##### DATA FOR THIS EXERCISE

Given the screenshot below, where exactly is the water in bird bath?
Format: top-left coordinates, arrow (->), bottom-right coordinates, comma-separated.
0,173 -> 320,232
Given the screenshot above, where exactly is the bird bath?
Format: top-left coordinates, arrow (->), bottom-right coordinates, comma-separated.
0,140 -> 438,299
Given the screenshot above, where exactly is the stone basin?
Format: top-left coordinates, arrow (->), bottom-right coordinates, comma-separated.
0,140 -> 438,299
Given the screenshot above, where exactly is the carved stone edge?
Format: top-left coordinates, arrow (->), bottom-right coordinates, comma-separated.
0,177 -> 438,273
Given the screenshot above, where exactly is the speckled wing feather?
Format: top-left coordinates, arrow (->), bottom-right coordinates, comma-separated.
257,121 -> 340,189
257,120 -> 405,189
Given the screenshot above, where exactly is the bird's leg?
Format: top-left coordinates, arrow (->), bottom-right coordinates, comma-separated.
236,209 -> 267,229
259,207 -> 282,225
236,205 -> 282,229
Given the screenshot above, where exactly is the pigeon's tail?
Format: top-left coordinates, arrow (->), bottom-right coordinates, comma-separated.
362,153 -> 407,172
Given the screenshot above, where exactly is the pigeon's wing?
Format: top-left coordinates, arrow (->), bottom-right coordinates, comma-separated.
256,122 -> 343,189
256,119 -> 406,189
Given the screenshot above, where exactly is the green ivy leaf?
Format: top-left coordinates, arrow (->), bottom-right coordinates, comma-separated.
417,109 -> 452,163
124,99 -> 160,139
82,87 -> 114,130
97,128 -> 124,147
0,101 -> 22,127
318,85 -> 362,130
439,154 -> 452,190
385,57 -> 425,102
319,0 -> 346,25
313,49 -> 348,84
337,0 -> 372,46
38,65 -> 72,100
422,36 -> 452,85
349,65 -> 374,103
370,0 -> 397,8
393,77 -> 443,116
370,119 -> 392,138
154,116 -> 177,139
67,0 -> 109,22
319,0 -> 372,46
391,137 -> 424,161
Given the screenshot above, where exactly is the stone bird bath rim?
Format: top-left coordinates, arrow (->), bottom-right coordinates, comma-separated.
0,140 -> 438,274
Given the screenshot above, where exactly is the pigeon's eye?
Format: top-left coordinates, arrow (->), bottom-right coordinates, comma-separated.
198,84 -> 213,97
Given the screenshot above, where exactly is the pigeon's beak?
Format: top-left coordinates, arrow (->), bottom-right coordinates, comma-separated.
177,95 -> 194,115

##########

WRITTEN INSTRUCTION
Rescale the rows from the start of the rows through the line containing "0,177 -> 438,273", inclusive. Reproduce every line with the requests unchanged, multiply each coordinate in the answers by 1.3, and round to whole numbers with halves rounded up.

IN RESPONSE
Given the screenshot below, where exactly is the water in bird bath?
Format: top-left coordinates, arrow (->), bottom-right coordinates, comma-separated.
0,225 -> 416,302
Given the screenshot above, where exactly is the bird bath?
Format: top-left coordinates, arrow (->), bottom-right coordinates, comma-separated.
0,182 -> 569,389
Given the screenshot above, where exactly is the stone basin?
Format: top-left coordinates, arrow (->), bottom-right coordinates, comma-separated.
0,182 -> 569,389
Given the screenshot above, where exactly is the carved stone edge?
Format: top-left coordinates, arrow (->), bottom-right coordinates, comma-separated.
0,230 -> 569,355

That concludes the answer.